-------- Extracted material --------

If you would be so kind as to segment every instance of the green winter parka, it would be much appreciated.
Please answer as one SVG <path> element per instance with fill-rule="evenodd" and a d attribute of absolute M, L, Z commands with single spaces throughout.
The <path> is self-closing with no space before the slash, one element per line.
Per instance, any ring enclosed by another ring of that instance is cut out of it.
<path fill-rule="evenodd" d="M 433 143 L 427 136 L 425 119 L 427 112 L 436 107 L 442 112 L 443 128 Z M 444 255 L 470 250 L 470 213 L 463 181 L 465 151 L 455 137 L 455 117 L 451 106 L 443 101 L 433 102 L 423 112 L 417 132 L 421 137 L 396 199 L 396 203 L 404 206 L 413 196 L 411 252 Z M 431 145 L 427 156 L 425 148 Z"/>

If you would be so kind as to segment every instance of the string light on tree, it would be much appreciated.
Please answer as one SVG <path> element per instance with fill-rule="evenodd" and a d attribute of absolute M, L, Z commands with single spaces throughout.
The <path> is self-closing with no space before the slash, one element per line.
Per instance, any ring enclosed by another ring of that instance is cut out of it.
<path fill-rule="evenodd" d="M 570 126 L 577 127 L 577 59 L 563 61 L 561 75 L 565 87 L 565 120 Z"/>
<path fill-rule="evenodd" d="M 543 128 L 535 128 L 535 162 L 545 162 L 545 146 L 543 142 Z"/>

--------

= Task statement =
Write out the entire listing above again, line for line, with nothing changed.

= In response =
If you would be so kind as to segment every instance of the green winter parka, it would be much appreciated.
Please answer as one SVG <path> element per instance with fill-rule="evenodd" and a d attribute of absolute M, L, Z commands with single spaces throughout.
The <path> is self-closing with no space before the slash, one element per line.
Per instance, any ring enclosed by another ring of that instance is cut out of it.
<path fill-rule="evenodd" d="M 433 143 L 427 136 L 425 119 L 427 112 L 436 107 L 442 112 L 443 128 Z M 444 255 L 470 250 L 470 213 L 463 181 L 465 151 L 455 137 L 455 117 L 451 106 L 443 101 L 433 102 L 423 112 L 417 132 L 421 137 L 396 199 L 396 203 L 404 206 L 413 196 L 411 252 Z M 431 145 L 427 156 L 425 148 Z"/>

If you would be so kind as to segment every instance of the string light on tree, it would be much appreciated.
Please answer as one SVG <path> element per instance with fill-rule="evenodd" and a d attribute of absolute M, L, Z commands with single spaces throughout.
The <path> is self-closing with no space before the slash, one element per line.
Per instance, any ring enclosed by another ring of that instance is cut out of it.
<path fill-rule="evenodd" d="M 570 126 L 577 127 L 577 59 L 563 61 L 561 75 L 565 87 L 565 120 Z"/>
<path fill-rule="evenodd" d="M 543 128 L 535 128 L 535 162 L 545 162 L 545 146 L 543 142 Z"/>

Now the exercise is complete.